Source excerpt —
——

Petho v. Fuleki, No. 305699 (Oct. 18, 1993)

[EDITOR'S NOTE: This case is unpublished as indicated by the issuing court.] MEMORANDUM OF DECISION RE: MOTION TO STRIKE No. 107 The plaintiff, Susan Petho, filed a sixteen-count complaint on June 25, 1993, in which she alleges that the defendant, United Church of Christ Corporation, Inc. ("Church"), a nonprofit corporation doing business in Connecticut through its member churches, and acting through its agents, servants and employees, including its president, defendant Paul Sherry ("Sherry"), accepted defendant Reverend Dr. Alexander Fuleki ("Fuleki") into the Church as a pastor, despite the fact that they knew or should have known of Fuleki's prior acts of sexual misconduct. The plaintiff alleges that from November 1991 through January 1993, she sought and obtained counseling services from Fuleki. The plaintiff further alleges that Fuleki harrassed, sexually assaulted and raped her during the course of these counseling sessions.

——

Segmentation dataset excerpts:
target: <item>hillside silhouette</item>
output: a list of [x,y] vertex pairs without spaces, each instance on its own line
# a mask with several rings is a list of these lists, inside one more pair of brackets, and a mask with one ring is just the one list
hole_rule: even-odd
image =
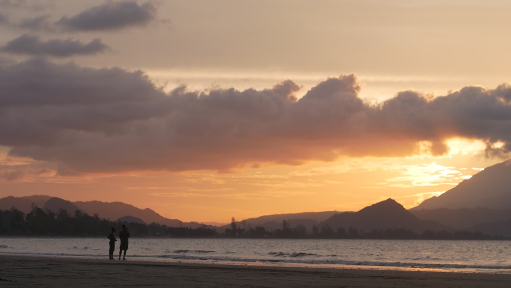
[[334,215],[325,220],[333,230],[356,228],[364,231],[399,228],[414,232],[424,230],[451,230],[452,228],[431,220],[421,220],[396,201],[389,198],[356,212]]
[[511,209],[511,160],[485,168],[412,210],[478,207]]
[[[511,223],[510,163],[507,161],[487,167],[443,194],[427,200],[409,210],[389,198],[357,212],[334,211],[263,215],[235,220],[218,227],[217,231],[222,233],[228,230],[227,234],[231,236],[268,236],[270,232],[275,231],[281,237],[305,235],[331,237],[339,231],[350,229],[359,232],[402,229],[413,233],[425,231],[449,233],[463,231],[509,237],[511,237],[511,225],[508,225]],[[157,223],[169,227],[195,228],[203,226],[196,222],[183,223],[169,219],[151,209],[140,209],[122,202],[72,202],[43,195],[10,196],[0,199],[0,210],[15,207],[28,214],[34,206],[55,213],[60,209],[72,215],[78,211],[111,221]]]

——

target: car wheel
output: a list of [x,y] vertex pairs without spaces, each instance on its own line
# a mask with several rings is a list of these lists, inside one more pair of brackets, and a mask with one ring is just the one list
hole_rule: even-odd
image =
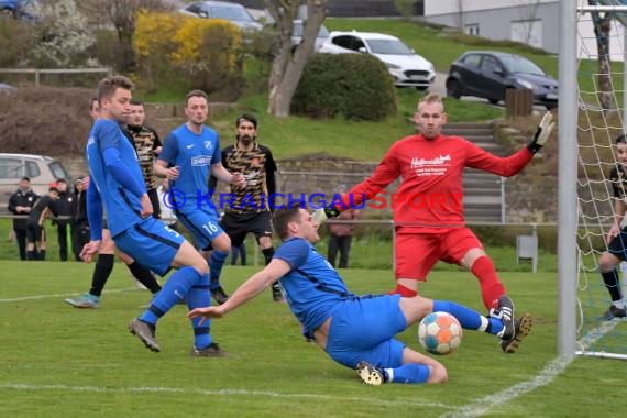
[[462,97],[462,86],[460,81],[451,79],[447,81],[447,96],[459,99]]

——

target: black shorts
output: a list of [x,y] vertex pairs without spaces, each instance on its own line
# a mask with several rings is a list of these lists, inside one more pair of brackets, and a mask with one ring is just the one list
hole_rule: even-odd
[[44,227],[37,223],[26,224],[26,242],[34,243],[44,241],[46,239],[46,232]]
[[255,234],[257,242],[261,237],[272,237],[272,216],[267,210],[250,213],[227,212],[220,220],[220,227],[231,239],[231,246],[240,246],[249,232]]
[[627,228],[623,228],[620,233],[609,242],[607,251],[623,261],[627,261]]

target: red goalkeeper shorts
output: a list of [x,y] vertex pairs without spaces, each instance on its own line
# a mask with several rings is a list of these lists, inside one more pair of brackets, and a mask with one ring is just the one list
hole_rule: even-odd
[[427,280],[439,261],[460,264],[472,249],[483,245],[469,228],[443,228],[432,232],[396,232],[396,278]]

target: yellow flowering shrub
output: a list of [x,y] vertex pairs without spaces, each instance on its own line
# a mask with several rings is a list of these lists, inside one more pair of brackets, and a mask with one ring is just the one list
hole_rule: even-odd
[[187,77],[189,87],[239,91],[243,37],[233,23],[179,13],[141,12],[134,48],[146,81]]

——

Requirements —
A – Please list every party the court decision identifies as a defendant.
B – Write the next part of the court decision, picking up right after its last sentence.

Response list —
A –
- United Church of Christ Corporation, Inc. ("Church")
- Paul Sherry ("Sherry")
- Reverend Dr. Alexander Fuleki ("Fuleki")

B –
In the third count of her complaint, the plaintiff alleges that the Church was negligent in allowing Fuleki to become a pastor, as the Church, through its agents, servants and employees, knew or should have known of Fuleki's prior acts of sexual misconduct. In the fifth count, the plaintiff alleges that Sherry was negligent in hiring Fuleki as a pastor, as he knew or should have known of Fuleki's prior acts of sexual misconduct. In the fourth count, the plaintiff asserts that the Church is liable for Fuleki's acts based on the doctrine of apparent agency. In so doing, the plaintiff alleges that at the time of his misconduct, Fuleki was acting within the scope of his employment, and that she reasonably believed that he was acting as an "apparent agent" under the control and supervision of the Church. The balance of the complaint alleges various related claims against Fuleki, Sherry, the Church, and other CT Page 8538 defendants. These other counts are not relevant to the motion presently pending before the court.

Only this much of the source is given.